• **Written problem**
Copy out every one of the rows below character for character, with no line altered.
----- Input records -----
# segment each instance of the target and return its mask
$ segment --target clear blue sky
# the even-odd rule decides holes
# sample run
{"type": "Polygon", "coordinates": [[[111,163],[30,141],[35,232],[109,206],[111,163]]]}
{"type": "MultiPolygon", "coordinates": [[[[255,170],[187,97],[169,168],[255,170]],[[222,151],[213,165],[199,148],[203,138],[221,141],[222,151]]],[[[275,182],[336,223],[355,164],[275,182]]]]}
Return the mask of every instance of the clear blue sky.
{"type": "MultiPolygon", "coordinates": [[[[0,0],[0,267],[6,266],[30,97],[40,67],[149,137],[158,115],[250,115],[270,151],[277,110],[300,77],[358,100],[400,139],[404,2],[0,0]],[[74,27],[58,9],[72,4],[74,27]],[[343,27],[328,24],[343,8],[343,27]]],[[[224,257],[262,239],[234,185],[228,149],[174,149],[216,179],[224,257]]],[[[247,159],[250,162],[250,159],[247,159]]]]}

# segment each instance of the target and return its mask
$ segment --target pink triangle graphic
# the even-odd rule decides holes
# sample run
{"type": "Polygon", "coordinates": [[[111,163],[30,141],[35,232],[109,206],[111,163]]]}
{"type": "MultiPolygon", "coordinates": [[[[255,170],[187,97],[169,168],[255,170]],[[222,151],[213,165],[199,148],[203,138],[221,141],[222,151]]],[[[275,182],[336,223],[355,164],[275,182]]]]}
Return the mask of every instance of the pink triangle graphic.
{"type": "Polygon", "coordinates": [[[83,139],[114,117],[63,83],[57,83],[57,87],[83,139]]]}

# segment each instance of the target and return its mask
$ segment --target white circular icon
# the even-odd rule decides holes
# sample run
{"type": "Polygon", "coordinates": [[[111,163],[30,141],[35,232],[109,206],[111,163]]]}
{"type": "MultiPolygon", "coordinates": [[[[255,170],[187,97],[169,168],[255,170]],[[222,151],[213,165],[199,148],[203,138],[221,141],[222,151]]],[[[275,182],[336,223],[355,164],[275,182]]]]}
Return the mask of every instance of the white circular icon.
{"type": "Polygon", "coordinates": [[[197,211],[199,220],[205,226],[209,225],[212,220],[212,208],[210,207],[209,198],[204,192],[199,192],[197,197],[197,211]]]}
-----
• **Output below**
# segment each instance of the target and return its mask
$ segment --target clear blue sky
# the even-odd rule decides holes
# sample run
{"type": "Polygon", "coordinates": [[[111,163],[30,141],[35,232],[109,206],[111,163]]]}
{"type": "MultiPolygon", "coordinates": [[[[255,170],[187,97],[169,168],[255,170]],[[222,151],[213,165],[199,148],[203,138],[221,141],[222,151]]],[[[275,182],[336,223],[355,164],[275,182]]]]}
Return the mask of every instance of the clear blue sky.
{"type": "MultiPolygon", "coordinates": [[[[0,0],[0,267],[6,266],[30,97],[40,67],[149,137],[158,115],[250,115],[270,151],[277,110],[300,77],[358,100],[400,139],[404,2],[0,0]],[[74,27],[58,9],[72,4],[74,27]],[[343,27],[328,24],[343,8],[343,27]]],[[[224,257],[262,239],[234,185],[228,149],[174,149],[216,179],[224,257]]],[[[247,159],[250,162],[250,159],[247,159]]]]}

# segment each instance of the target and return its mask
$ segment --target pink triangle graphic
# the even-odd rule decides holes
# sample run
{"type": "Polygon", "coordinates": [[[111,163],[30,141],[35,232],[109,206],[111,163]]]}
{"type": "MultiPolygon", "coordinates": [[[[255,170],[187,97],[169,168],[255,170]],[[222,151],[213,165],[199,148],[203,138],[221,141],[222,151]]],[[[275,182],[336,223],[355,164],[275,182]]]]}
Return the mask of every instance of the pink triangle graphic.
{"type": "Polygon", "coordinates": [[[83,139],[114,117],[63,83],[57,83],[57,87],[83,139]]]}

# segment each instance of the target and return its mask
$ segment --target white circular icon
# the even-odd rule decides holes
# sample run
{"type": "Polygon", "coordinates": [[[111,163],[30,141],[35,232],[109,206],[111,163]]]}
{"type": "MultiPolygon", "coordinates": [[[[255,170],[187,97],[169,168],[255,170]],[[222,151],[213,165],[199,148],[203,138],[221,141],[222,151]]],[[[275,182],[336,223],[355,164],[275,182]]]]}
Return the mask of every instance of the white circular icon.
{"type": "Polygon", "coordinates": [[[197,211],[199,220],[205,226],[209,225],[212,220],[212,208],[210,207],[209,198],[204,192],[199,192],[197,197],[197,211]]]}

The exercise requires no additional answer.